- _Task to complete_
The lines to copy are those in the listing below that contain the word "dark".
■ ■ ■ ■
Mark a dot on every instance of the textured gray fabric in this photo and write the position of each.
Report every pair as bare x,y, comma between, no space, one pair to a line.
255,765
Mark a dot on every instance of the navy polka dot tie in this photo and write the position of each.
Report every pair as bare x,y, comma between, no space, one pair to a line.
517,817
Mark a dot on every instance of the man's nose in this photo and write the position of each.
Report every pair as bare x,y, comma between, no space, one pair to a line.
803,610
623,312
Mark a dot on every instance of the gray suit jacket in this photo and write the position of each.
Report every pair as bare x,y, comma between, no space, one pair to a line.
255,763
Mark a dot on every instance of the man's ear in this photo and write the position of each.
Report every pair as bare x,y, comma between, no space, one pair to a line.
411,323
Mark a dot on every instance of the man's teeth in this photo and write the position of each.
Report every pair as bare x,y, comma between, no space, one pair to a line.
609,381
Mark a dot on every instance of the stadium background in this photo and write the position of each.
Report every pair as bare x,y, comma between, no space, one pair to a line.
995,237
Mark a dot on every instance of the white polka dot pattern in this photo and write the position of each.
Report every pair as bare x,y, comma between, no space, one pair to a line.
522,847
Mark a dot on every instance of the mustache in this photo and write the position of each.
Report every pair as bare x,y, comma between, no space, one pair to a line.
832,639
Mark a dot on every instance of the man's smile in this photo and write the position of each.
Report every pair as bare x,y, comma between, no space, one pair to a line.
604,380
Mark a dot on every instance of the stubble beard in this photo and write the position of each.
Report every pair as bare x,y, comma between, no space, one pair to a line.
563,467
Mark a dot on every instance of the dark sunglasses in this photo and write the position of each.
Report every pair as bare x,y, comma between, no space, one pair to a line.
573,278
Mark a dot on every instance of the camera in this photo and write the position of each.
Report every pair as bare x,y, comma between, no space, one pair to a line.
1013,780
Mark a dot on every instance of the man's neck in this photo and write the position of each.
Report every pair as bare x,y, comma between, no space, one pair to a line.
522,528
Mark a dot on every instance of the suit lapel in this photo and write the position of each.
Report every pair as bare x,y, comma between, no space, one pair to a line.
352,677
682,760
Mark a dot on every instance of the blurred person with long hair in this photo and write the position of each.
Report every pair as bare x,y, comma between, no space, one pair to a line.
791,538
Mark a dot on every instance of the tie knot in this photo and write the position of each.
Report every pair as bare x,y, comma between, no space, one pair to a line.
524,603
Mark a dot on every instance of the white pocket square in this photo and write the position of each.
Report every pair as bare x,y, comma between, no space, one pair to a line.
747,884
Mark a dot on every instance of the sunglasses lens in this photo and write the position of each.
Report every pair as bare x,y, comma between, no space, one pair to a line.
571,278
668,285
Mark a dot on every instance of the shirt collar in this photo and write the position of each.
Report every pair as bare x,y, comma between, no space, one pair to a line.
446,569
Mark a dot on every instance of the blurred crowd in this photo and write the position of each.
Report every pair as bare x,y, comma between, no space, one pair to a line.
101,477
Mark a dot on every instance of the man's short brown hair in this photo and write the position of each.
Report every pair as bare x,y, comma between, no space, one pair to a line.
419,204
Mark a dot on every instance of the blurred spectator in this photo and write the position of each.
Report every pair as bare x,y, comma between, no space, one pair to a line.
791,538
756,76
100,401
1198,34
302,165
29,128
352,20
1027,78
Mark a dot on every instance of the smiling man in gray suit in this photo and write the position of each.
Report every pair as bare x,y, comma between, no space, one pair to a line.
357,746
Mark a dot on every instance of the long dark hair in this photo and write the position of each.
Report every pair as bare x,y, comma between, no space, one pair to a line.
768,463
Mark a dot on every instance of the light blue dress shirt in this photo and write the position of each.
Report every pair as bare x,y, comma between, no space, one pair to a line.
■ ■ ■ ■
- _Output below_
Mark a dot on every instance of the dark sunglasses in this photo and write the position of each.
Mark a dot on every instance of the long dark hair in this photo and write the position of each.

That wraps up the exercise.